··· Material for this exercise

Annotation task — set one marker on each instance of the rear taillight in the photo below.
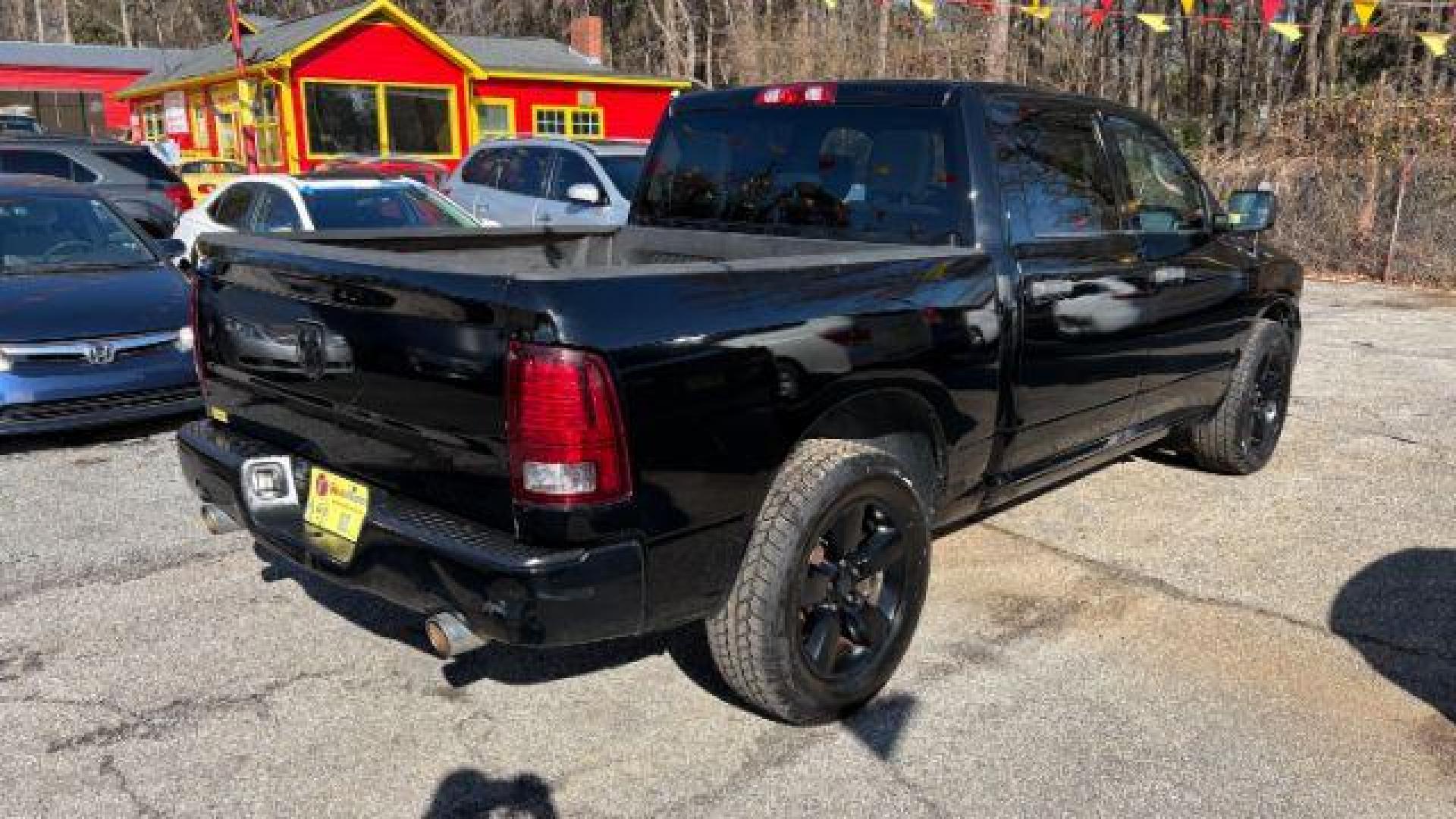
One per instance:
(180, 196)
(196, 331)
(799, 93)
(564, 426)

······

### What is needed
Repeat the records word for word. Leave out whatever pictures they hold.

### Response to the task
Annotation task — set one marker on each instance of the rear taillight in the photo below.
One per instance:
(180, 196)
(196, 331)
(799, 93)
(564, 426)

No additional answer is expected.